_YOUR OBJECTIVE:_
Among the lines below, return each one that contains the word "road".

(EXERCISE DATA)

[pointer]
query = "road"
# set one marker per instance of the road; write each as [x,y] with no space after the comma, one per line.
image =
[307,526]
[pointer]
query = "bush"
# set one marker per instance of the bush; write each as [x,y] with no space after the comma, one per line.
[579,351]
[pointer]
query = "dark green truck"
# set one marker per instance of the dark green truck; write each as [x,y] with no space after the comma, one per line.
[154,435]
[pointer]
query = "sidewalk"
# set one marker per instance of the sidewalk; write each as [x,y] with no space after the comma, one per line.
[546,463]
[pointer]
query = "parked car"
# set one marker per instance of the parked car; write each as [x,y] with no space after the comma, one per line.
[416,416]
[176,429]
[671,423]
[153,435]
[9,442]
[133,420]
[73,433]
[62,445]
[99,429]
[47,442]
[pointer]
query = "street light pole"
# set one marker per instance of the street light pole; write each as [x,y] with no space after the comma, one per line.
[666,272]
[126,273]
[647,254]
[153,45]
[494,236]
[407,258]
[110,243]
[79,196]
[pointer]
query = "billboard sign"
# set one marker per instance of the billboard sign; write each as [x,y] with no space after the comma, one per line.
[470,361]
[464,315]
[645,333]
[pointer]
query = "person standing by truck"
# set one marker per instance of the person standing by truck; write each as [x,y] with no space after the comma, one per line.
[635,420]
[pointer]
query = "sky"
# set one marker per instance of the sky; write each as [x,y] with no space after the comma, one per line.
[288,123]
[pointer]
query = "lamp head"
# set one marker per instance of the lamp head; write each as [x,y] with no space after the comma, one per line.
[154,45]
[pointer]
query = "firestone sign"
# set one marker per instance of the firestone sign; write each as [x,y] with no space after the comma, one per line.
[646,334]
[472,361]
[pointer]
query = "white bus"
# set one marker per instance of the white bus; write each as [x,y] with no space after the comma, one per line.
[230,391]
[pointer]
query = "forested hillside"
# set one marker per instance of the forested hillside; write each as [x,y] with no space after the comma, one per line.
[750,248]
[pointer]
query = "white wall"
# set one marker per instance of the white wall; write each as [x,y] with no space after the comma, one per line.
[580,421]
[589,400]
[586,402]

(End EXERCISE DATA)

_SOLUTION BELOW:_
query = "road"
# set one marker per instance of the road; write each as [x,y] with no space after the comma, one per line.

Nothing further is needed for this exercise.